-- Extracted information start --
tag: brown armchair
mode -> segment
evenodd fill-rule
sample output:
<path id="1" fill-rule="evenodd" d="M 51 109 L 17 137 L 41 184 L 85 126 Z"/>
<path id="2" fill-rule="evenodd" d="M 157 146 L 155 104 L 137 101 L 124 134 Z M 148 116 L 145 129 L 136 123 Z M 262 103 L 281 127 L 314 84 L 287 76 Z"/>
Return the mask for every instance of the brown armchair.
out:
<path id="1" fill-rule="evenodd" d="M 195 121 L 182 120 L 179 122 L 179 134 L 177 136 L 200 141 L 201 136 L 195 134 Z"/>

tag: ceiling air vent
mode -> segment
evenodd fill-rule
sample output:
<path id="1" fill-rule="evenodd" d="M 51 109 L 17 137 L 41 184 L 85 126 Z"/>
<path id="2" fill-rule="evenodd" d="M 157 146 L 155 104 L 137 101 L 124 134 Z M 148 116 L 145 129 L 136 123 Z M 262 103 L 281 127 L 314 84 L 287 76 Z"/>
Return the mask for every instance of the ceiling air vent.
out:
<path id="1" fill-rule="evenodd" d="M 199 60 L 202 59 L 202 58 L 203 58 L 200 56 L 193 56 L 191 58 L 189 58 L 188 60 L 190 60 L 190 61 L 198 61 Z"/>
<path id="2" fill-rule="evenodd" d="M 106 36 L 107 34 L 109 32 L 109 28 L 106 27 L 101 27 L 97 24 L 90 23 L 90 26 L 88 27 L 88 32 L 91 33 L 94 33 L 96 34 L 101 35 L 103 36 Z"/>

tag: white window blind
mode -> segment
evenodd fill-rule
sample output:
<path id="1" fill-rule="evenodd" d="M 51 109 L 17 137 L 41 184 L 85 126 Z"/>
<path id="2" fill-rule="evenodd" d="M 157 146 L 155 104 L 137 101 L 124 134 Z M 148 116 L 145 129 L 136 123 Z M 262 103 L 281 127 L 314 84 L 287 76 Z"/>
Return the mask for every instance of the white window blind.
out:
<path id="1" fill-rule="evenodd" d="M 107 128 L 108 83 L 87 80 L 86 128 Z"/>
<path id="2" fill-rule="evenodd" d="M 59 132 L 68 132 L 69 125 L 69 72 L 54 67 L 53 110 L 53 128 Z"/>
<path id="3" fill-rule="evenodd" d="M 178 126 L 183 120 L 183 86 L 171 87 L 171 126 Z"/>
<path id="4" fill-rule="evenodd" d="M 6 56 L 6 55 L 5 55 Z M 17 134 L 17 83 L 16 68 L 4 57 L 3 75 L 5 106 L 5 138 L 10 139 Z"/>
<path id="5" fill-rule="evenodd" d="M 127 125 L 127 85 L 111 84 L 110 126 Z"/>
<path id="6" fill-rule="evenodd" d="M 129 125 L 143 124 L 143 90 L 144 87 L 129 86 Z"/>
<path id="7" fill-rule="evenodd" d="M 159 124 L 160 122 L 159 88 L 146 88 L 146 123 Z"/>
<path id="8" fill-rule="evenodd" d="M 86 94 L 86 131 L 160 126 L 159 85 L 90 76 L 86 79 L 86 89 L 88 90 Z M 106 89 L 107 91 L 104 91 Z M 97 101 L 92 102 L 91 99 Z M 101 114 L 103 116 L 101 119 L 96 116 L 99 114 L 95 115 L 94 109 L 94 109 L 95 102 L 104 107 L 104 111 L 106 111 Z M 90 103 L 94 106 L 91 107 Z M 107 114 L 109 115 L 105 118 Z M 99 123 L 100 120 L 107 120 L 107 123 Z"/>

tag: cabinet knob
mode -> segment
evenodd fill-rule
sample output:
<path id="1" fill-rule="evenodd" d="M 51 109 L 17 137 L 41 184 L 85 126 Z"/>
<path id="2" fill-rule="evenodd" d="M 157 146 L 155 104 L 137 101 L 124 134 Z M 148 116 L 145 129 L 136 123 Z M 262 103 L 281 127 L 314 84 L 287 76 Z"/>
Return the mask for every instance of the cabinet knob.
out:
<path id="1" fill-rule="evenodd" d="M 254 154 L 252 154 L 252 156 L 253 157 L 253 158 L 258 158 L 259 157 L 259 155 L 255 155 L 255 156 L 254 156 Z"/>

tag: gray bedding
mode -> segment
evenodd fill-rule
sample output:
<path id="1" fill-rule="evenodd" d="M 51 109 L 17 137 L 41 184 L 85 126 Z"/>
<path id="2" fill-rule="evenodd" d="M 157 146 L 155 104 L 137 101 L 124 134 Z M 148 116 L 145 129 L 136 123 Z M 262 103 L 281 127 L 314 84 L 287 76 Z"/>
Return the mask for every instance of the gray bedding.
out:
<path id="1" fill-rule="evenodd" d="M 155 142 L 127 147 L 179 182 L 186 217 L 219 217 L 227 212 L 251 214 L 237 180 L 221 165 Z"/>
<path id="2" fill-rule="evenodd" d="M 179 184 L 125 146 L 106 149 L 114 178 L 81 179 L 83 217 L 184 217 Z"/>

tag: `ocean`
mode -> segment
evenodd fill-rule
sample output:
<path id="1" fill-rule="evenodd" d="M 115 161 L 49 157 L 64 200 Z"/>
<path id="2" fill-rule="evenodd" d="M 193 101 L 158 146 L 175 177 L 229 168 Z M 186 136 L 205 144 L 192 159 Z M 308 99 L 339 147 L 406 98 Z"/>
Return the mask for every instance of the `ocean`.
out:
-- Extracted information end --
▸ Required work
Recast every line of the listing above as a Markdown table with two columns, Row and Line. Number each row consecutively and omit the blank lines.

▸ Written solution
| Row | Line |
|---|---|
| 1 | tag: brown armchair |
| 2 | mode -> segment |
| 3 | evenodd fill-rule |
| 4 | sample output: |
| 5 | <path id="1" fill-rule="evenodd" d="M 51 109 L 17 137 L 41 184 L 85 126 Z"/> |
| 6 | <path id="2" fill-rule="evenodd" d="M 157 146 L 155 104 L 137 101 L 124 134 Z M 148 116 L 145 129 L 136 123 Z M 262 103 L 281 127 L 314 84 L 287 76 Z"/> |
| 7 | Return the mask for every instance of the brown armchair. |
| 8 | out: |
| 9 | <path id="1" fill-rule="evenodd" d="M 195 121 L 182 120 L 179 122 L 179 134 L 177 136 L 200 141 L 201 136 L 195 134 Z"/> |
| 10 | tag: ceiling air vent |
| 11 | mode -> segment |
| 12 | evenodd fill-rule |
| 13 | sample output: |
| 14 | <path id="1" fill-rule="evenodd" d="M 51 109 L 17 137 L 41 184 L 85 126 Z"/> |
| 15 | <path id="2" fill-rule="evenodd" d="M 157 146 L 155 104 L 137 101 L 124 134 Z M 148 116 L 145 129 L 136 123 Z M 262 103 L 281 127 L 314 84 L 287 76 Z"/> |
| 16 | Return the mask for every instance of the ceiling air vent. |
| 17 | out: |
| 18 | <path id="1" fill-rule="evenodd" d="M 199 60 L 202 59 L 202 58 L 203 58 L 200 56 L 193 56 L 191 58 L 189 58 L 188 60 L 190 60 L 190 61 L 198 61 Z"/> |
| 19 | <path id="2" fill-rule="evenodd" d="M 106 36 L 107 34 L 109 32 L 109 28 L 106 27 L 101 27 L 97 24 L 90 23 L 90 26 L 88 27 L 88 32 L 91 33 L 94 33 L 96 34 L 101 35 L 103 36 Z"/> |
| 20 | tag: white window blind |
| 21 | mode -> segment |
| 22 | evenodd fill-rule |
| 23 | sample output: |
| 24 | <path id="1" fill-rule="evenodd" d="M 51 109 L 17 137 L 41 184 L 85 126 Z"/> |
| 25 | <path id="2" fill-rule="evenodd" d="M 157 146 L 155 104 L 137 101 L 124 134 Z M 148 116 L 145 129 L 136 123 Z M 262 103 L 281 127 L 314 84 L 287 76 Z"/> |
| 26 | Return the mask for every instance of the white window blind. |
| 27 | out: |
| 28 | <path id="1" fill-rule="evenodd" d="M 107 128 L 108 83 L 87 80 L 86 128 Z"/> |
| 29 | <path id="2" fill-rule="evenodd" d="M 59 132 L 68 132 L 69 125 L 69 72 L 54 67 L 53 110 L 53 128 Z"/> |
| 30 | <path id="3" fill-rule="evenodd" d="M 178 126 L 183 120 L 183 86 L 171 87 L 171 126 Z"/> |
| 31 | <path id="4" fill-rule="evenodd" d="M 6 56 L 6 55 L 5 55 Z M 17 134 L 17 83 L 16 68 L 4 57 L 3 75 L 5 106 L 5 138 L 10 139 Z"/> |
| 32 | <path id="5" fill-rule="evenodd" d="M 127 125 L 127 85 L 111 84 L 110 126 Z"/> |
| 33 | <path id="6" fill-rule="evenodd" d="M 129 125 L 143 124 L 143 90 L 144 87 L 129 86 Z"/> |
| 34 | <path id="7" fill-rule="evenodd" d="M 159 124 L 160 122 L 159 88 L 146 88 L 146 123 Z"/> |
| 35 | <path id="8" fill-rule="evenodd" d="M 86 94 L 86 131 L 160 126 L 159 85 L 90 76 L 86 79 L 86 89 L 88 90 Z M 106 89 L 107 91 L 104 91 Z M 97 101 L 92 102 L 91 99 Z M 101 114 L 103 116 L 101 119 L 96 116 L 99 114 L 95 115 L 94 109 L 94 109 L 95 102 L 104 107 L 104 111 L 106 111 Z M 90 103 L 94 106 L 91 107 Z M 107 114 L 109 115 L 105 118 Z M 99 123 L 100 120 L 107 120 L 107 123 Z"/> |
| 36 | tag: cabinet knob |
| 37 | mode -> segment |
| 38 | evenodd fill-rule |
| 39 | sample output: |
| 40 | <path id="1" fill-rule="evenodd" d="M 51 109 L 17 137 L 41 184 L 85 126 Z"/> |
| 41 | <path id="2" fill-rule="evenodd" d="M 157 146 L 155 104 L 137 101 L 124 134 Z M 148 116 L 145 129 L 136 123 Z M 262 103 L 281 127 L 314 84 L 287 76 Z"/> |
| 42 | Return the mask for every instance of the cabinet knob. |
| 43 | out: |
| 44 | <path id="1" fill-rule="evenodd" d="M 254 154 L 252 154 L 252 156 L 253 157 L 253 158 L 258 158 L 259 157 L 259 155 L 255 155 L 255 156 L 254 156 Z"/> |
| 45 | tag: gray bedding |
| 46 | mode -> segment |
| 47 | evenodd fill-rule |
| 48 | sample output: |
| 49 | <path id="1" fill-rule="evenodd" d="M 51 109 L 17 137 L 41 184 L 85 126 Z"/> |
| 50 | <path id="2" fill-rule="evenodd" d="M 157 146 L 155 104 L 137 101 L 124 134 Z M 148 116 L 145 129 L 136 123 Z M 262 103 L 281 127 L 314 84 L 287 76 Z"/> |
| 51 | Return the mask for every instance of the gray bedding. |
| 52 | out: |
| 53 | <path id="1" fill-rule="evenodd" d="M 155 142 L 127 147 L 179 182 L 186 217 L 219 217 L 227 212 L 251 214 L 237 180 L 221 165 Z"/> |
| 54 | <path id="2" fill-rule="evenodd" d="M 179 184 L 125 146 L 106 149 L 114 178 L 81 179 L 83 217 L 184 217 Z"/> |
| 55 | tag: `ocean` |
| 56 | mode -> segment |
| 57 | evenodd fill-rule |
| 58 | sample output: |
| 59 | <path id="1" fill-rule="evenodd" d="M 115 161 L 49 157 L 64 200 Z"/> |
| 60 | <path id="2" fill-rule="evenodd" d="M 193 101 L 158 146 L 175 177 L 229 168 Z M 186 136 L 205 144 L 192 159 Z M 308 99 L 339 147 L 406 98 Z"/> |
| 61 | Return the mask for every instance of the `ocean`. |
| 62 | out: |